● **Task requirements**:
Report each line of the records below that holds the word "gray".

Records contained in a dataset

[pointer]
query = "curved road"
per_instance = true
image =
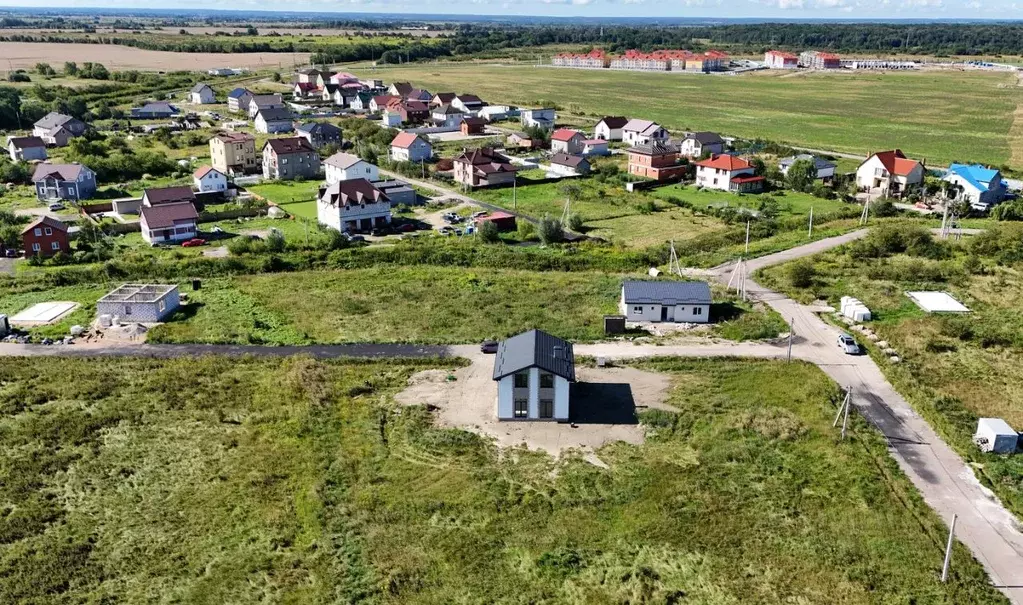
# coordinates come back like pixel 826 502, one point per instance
pixel 943 479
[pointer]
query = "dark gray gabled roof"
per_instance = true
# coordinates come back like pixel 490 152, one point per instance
pixel 535 348
pixel 667 293
pixel 706 138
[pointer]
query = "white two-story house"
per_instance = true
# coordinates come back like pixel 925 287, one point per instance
pixel 534 372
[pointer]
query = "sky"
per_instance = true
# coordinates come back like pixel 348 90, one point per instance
pixel 781 9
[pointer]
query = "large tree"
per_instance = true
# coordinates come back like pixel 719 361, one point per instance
pixel 802 174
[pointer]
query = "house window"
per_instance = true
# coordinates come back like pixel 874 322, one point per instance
pixel 521 407
pixel 546 408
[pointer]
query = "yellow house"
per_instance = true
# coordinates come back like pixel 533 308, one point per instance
pixel 234 153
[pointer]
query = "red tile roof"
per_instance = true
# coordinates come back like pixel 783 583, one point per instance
pixel 205 171
pixel 565 134
pixel 404 140
pixel 896 163
pixel 47 221
pixel 724 162
pixel 167 215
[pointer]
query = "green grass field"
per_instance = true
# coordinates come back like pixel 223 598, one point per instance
pixel 955 368
pixel 937 116
pixel 425 304
pixel 217 480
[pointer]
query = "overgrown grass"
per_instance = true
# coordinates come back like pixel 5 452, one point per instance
pixel 941 116
pixel 241 480
pixel 954 368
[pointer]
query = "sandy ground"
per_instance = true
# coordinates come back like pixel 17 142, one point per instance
pixel 436 219
pixel 604 402
pixel 27 54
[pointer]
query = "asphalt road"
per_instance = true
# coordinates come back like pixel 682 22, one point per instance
pixel 945 482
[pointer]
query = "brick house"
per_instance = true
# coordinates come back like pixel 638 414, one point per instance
pixel 44 236
pixel 656 160
pixel 291 158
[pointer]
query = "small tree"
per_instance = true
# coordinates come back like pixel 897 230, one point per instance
pixel 759 168
pixel 801 273
pixel 575 222
pixel 275 242
pixel 802 174
pixel 550 230
pixel 488 232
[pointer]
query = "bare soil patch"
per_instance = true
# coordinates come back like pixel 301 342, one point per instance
pixel 27 54
pixel 603 406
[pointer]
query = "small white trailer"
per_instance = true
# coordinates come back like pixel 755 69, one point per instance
pixel 995 436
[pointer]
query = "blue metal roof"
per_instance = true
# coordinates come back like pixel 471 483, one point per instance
pixel 667 293
pixel 975 174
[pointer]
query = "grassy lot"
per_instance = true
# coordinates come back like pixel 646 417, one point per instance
pixel 955 368
pixel 218 480
pixel 940 116
pixel 425 304
pixel 396 304
pixel 789 203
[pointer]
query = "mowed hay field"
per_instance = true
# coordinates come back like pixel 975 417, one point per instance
pixel 231 480
pixel 27 54
pixel 937 116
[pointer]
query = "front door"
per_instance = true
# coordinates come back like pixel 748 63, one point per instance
pixel 546 408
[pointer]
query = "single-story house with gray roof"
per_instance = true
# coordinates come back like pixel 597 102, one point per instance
pixel 533 372
pixel 666 301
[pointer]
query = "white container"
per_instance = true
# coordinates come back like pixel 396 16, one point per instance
pixel 994 435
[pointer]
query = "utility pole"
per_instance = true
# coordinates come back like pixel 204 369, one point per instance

● **Output for this exercise**:
query = "dark gray gabled roof"
query = "single-story house with gray roof"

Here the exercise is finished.